* Begin DOCUMENT TEXT *

The PR reference design is built on top of the ZC702 Base Targeted Reference Design (TRD) , an embedded video processing application that demonstrates how it is best to separate control and data processing functions. In this example a compute-intensive video filtering algorithm is moved from the Processing System (PS) onto a hardware accelerator in Programmable Logic (PL). The video filter IP core demonstrated in the ZC702 Base TRD is a Sobel filter configured with edge detection coefficients which has been generated using the High-Level Synthesis tool Vivado HLS. For this reference design, a second video filter IP core (Sepia filter) was generated again using Vivado HLS. The provided reference design demonstrates how to use software-controlled Partial Reconfiguration (PR) to dynamically reconfigure part of the PL with the desired video filter IP core and observe the video output on a monitor.

1.2 Requirements


Software


Hardware

  • ZC702 Evaluation Kit to run the PR reference design in hardware.
  • Monitor with HDMI or DVI port that supports 1080p60 video resolution.
  • Avnet FMC-IMAGEON module and external video source that provides 1080p60 video input over HDMI (optional).
  • USB hub, USB mouse, and USB keyboard (only required when using Linux boot image).

Licensing

  • Xilinx Vivado HLS: A 30-day evaluation license can be generated after registering a Xilinx account.
  • Xilinx ISE Design Suite System Edition: A 30-day evaluation license can be generated after registering a Xilinx account.
  • Xilinx Partial Reconfiguration is a product inside the ISE Design Suite that requires a license. 30-day evaluation licenses are available through the Xilinx University Program (XUP).
  • Xilinx IP evaluation licenses for the Video Timing Controller and Chroma Resampler IP cores can be ordered online.

* End DOCUMENT TEXT *
* Begin DATA FOR THIS TASK *

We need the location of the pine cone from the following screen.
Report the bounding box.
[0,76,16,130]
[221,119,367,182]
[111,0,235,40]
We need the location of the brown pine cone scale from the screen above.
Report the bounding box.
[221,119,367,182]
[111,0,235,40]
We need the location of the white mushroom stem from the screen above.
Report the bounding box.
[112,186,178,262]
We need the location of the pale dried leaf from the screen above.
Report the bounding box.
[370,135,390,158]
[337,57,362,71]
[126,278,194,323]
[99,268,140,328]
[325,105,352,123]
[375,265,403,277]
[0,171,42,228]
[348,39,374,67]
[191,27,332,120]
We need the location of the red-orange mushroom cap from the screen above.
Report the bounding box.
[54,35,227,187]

* End DATA FOR THIS TASK *
* Begin DATA FOR THIS TASK *

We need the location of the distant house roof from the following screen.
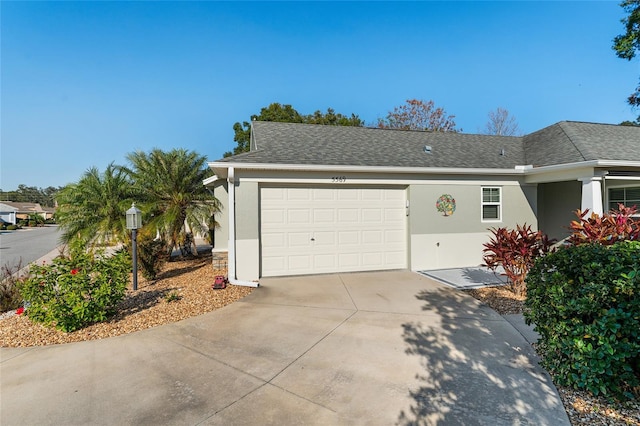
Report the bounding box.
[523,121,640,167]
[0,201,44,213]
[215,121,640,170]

* End DATA FOR THIS TASK *

→ WRITTEN EXERCISE 1
Translate this sentence from the text about the PR reference design into Spanish: "For this reference design, a second video filter IP core (Sepia filter) was generated again using Vivado HLS."
→ WRITTEN EXERCISE 2
Find every row that contains the word "cone" and copy each one, treating uppercase and lowercase as different.
These rows are unrelated to the text about the PR reference design.

→ TASK RESULT 1
Para este diseño de referencia, se generó de nuevo un segundo núcleo IP de filtro de video (filtro Sepia) utilizando Vivado HLS.

→ TASK RESULT 2
We need the location of the pine cone from the following screen.
We need the location of the brown pine cone scale from the screen above.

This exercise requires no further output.